Los entusiastas participantes recorrían ese tramo
de carreteras sin asfaltar, pedaleando
entre yarumos y cafetales sin más incentivos que el goce de estar vivos.
De vez en
cuando desviaban la mirada hacia las cunetas y sus ojos se
topaban con el horror: los cuerpos acribillados a tiros o descuartizados a
machetazo limpio que les formulaban preguntas desde su mutismo inapelable.
Y las
preguntas siempre han tenido
respuestas, dependiendo de la época.
En estos riscos
los quimbayas libraron batallas feroces contra bandos enemigos, que muchas veces estaban integrados por facciones
de su propio pueblo.
En algunas
crónicas de Jorge Robledo, Pascual de Andagoya y Cieza de León es posible rastrear vestigios de esas batallas.
Más tarde, en
una nueva oleada migratoria, llegaron a la zona colonos provenientes de Valparaíso,
Jardín y Jericó, que sumados a
campesinos de Santuario y Apía poblaron
lo que hoy es El Águila.
Muchos pleitos
de tierras se dirimieron a machete y escopeta. Los cuerpos de las víctimas fueron
abandonados a la vera del camino por donde cruzaron los ciclistas varias
décadas después.
Como un árbol
enfermo que engendra ramas letales, las violencias se reprodujeron en la zona. La de liberales y
conservadores. La de los narcos. La de
todos los demás.
Tanto, que el
escritor Germán Castro Caicedo cuenta en
su libro Colombia amarga como, bien entrados los años setenta, se consumaban en
La Celia venganzas heredadas.

- Datos proporcionados -
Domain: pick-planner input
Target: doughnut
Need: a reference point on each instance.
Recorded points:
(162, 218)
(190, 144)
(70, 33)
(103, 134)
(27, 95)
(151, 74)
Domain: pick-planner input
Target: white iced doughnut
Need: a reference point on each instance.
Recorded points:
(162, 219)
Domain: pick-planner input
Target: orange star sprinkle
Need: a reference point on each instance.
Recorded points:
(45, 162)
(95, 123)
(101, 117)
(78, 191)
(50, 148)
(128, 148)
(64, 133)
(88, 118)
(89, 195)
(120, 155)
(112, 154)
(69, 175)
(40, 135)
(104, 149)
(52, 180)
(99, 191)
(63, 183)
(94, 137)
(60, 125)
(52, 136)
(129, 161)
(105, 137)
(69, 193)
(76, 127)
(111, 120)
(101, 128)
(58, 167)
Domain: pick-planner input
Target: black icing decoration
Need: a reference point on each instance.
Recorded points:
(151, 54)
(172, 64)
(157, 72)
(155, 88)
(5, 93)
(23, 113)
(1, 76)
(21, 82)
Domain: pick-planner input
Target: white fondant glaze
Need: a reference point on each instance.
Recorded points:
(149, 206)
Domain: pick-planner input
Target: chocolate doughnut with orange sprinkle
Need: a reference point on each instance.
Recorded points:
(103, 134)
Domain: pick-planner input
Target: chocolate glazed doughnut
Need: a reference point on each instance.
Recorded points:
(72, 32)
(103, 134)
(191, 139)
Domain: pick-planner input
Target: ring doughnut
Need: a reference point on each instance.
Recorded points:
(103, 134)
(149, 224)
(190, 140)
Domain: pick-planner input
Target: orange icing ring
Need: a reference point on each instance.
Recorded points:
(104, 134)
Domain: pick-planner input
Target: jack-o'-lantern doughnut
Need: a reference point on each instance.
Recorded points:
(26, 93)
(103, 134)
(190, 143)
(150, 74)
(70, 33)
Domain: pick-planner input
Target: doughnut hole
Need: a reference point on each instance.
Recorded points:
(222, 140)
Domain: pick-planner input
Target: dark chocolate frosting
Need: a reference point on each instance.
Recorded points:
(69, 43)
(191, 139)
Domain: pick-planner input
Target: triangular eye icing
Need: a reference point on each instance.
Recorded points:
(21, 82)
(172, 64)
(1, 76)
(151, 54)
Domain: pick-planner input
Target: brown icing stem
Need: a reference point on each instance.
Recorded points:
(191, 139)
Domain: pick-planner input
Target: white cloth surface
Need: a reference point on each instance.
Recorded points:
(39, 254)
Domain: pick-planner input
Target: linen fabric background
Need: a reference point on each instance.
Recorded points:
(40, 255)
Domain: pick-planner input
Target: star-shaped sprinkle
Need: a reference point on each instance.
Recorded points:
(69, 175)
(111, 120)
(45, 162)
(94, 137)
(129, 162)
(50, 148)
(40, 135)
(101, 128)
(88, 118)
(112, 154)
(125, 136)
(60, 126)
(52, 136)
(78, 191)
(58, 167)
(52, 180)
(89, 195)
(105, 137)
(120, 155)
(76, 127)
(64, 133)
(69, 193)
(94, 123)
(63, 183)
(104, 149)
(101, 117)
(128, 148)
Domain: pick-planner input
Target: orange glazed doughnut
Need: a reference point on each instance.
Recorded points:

- Ejercicios por resolver -
**A)** Según la fuente, ¿de qué lugares provenían los colonos que llegaron a la zona en una nueva oleada migratoria?
**B)** Reproduce sin cambios el pasaje de la fuente que comienza en las palabras "Más tarde, en" y termina después de "todos los demás.".

- Respuestas por tarea -
**A)** De Valparaíso, Jardín y Jericó.

**B)**
Más tarde, en
una nueva oleada migratoria, llegaron a la zona colonos provenientes de Valparaíso,
Jardín y Jericó, que sumados a
campesinos de Santuario y Apía poblaron
lo que hoy es El Águila.
Muchos pleitos
de tierras se dirimieron a machete y escopeta. Los cuerpos de las víctimas fueron
abandonados a la vera del camino por donde cruzaron los ciclistas varias
décadas después.
Como un árbol
enfermo que engendra ramas letales, las violencias se reprodujeron en la zona. La de liberales y
conservadores. La de los narcos. La de
todos los demás.